* [Required work]
In the passage about the wall below, copy out the portion that begins with the words "One-hundred fifteen forts" and ends after the words "and An Lão.".
Segment Start: Selected text
Experts posit that the construction of the wall was the result of the work of Nguyễn dynasty soldiers and collaboration between the Viet and the H're minority, who seldom had peaceful relations. Residents of either side of the wall relate that the wall was erected by their forebears to prevent invasions by the opposing side. Not only did it define the territorial borders of the respective peoples, it also afforded security and furthered trade. Similar rock arrangement methods have been found on Lý Sơn Island.

One-hundred fifteen forts are located where rivers intersect the wall, with posts for 15 to 20 guards each. In these secured settings, the Viet and the H're conducted trade, the H're trading rice, cinnamon, and forest products for salt from the Viet.

During the Vietnam War, armaments and food were conveyed from north to south Vietnam via portions of the wall in Đức Phổ and Hoài Ân districts, as extensions of the Ho Chi Minh trail.

==Description==
Running parallel to the Truong Son mountain range, the wall extends through ten districts—Trà Bồng, Sơn Tịnh, Sơn Hà, Tư Nghĩa, Minh Long, Nghĩa Hành, Ba Tơ, Đức Phổ, Hoài Ân, and An Lão.
Segment End: Selected text
Segment Start: Available data
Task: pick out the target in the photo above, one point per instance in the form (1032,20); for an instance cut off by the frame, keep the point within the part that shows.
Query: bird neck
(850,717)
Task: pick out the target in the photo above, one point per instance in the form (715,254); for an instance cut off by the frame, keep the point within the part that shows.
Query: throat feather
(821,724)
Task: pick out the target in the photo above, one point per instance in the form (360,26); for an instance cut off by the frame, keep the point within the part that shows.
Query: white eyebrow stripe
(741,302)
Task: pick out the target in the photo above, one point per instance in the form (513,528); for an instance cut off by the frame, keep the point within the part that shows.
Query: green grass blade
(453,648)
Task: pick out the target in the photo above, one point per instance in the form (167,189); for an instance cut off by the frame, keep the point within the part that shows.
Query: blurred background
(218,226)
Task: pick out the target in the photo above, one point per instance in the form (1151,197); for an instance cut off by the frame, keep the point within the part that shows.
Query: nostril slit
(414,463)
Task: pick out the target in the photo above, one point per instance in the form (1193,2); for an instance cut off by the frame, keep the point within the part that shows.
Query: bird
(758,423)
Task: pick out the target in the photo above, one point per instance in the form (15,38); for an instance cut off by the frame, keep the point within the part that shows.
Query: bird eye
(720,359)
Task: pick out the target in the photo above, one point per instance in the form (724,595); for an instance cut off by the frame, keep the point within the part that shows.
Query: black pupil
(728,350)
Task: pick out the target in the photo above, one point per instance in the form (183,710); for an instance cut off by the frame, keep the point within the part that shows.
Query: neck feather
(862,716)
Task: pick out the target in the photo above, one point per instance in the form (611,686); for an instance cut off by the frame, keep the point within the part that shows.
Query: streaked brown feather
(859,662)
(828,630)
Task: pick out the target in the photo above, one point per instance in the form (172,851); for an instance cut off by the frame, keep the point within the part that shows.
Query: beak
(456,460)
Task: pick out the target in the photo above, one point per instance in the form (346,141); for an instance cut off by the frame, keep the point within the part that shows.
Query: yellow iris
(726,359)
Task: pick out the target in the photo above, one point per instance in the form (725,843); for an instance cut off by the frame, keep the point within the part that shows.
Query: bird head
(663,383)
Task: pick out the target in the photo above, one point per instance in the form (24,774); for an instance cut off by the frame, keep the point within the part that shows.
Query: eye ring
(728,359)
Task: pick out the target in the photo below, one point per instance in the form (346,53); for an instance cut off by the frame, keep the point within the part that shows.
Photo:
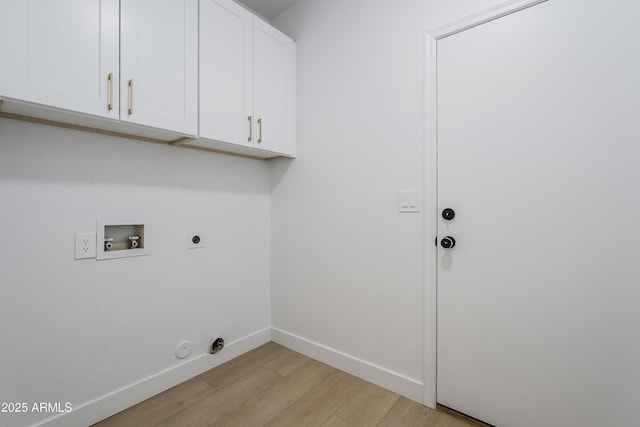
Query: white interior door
(539,156)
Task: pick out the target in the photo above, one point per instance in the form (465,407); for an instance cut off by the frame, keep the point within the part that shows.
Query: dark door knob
(448,242)
(448,214)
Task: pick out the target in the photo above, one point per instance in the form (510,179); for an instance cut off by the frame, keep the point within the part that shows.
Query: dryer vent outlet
(215,345)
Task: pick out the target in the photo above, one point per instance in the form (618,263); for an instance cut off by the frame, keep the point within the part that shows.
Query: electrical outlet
(85,245)
(195,240)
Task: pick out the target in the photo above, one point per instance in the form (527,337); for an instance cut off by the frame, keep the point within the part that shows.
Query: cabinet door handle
Segment End: Available data
* [Exercise answer]
One-hundred fifteen forts are located where rivers intersect the wall, with posts for 15 to 20 guards each. In these secured settings, the Viet and the H're conducted trade, the H're trading rice, cinnamon, and forest products for salt from the Viet.

During the Vietnam War, armaments and food were conveyed from north to south Vietnam via portions of the wall in Đức Phổ and Hoài Ân districts, as extensions of the Ho Chi Minh trail.

==Description==
Running parallel to the Truong Son mountain range, the wall extends through ten districts—Trà Bồng, Sơn Tịnh, Sơn Hà, Tư Nghĩa, Minh Long, Nghĩa Hành, Ba Tơ, Đức Phổ, Hoài Ân, and An Lão.